● Set task
Format the data below as a numbered list, with any blank lines left out.

— start of Record list —

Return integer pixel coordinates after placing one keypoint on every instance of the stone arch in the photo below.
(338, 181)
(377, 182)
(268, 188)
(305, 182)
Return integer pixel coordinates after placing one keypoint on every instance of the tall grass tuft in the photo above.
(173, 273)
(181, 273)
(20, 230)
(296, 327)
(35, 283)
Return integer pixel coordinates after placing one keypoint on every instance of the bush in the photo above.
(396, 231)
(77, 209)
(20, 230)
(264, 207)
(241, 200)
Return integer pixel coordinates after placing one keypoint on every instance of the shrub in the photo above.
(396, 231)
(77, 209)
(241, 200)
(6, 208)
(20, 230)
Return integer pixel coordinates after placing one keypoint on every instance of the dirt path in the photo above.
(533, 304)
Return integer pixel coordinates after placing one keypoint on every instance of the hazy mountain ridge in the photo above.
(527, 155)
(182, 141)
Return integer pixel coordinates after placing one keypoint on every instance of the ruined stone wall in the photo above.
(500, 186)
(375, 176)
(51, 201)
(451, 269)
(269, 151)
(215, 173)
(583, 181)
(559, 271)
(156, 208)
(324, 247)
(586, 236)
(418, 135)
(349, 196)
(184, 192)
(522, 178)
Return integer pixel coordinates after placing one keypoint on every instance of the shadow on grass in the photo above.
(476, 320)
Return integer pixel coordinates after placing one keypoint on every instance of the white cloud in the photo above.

— end of Record list —

● Solution
1. Return integer pixel coordinates after placing one keypoint on every instance of the stone arch in the photo below.
2. (338, 181)
3. (377, 182)
4. (268, 188)
5. (305, 182)
6. Return integer pixel coordinates after placing one keypoint on every instance of the tall grass tuft in the photo above.
7. (173, 273)
8. (181, 273)
9. (20, 230)
10. (296, 327)
11. (35, 283)
12. Return integer pixel coordinates after placing one keypoint on every instance of the bush in the photo above.
13. (396, 231)
14. (77, 209)
15. (20, 230)
16. (264, 207)
17. (241, 200)
18. Return integer pixel coordinates after placing one keypoint on every instance of the shrub in the photo above.
19. (396, 231)
20. (77, 209)
21. (241, 200)
22. (6, 208)
23. (20, 230)
24. Return integer pixel coordinates after placing one keypoint on every instance of the dirt path in the photo above.
25. (533, 304)
26. Return integer pixel coordinates after placing one keypoint on every instance of the hazy mountain ridge in the photo above.
27. (527, 155)
28. (182, 141)
29. Return integer pixel coordinates after placing one keypoint on every instance of the ruined stone wall in the photo above.
30. (500, 186)
31. (375, 176)
32. (51, 201)
33. (451, 269)
34. (269, 151)
35. (215, 173)
36. (583, 181)
37. (559, 271)
38. (156, 208)
39. (324, 247)
40. (586, 236)
41. (418, 135)
42. (349, 196)
43. (184, 192)
44. (522, 178)
45. Return integer pixel coordinates after placing one keypoint on every instance of the shadow on grass in the photo above.
46. (476, 320)
47. Return integer pixel coordinates after placing one keypoint on every instance of the white cloud in the photo above.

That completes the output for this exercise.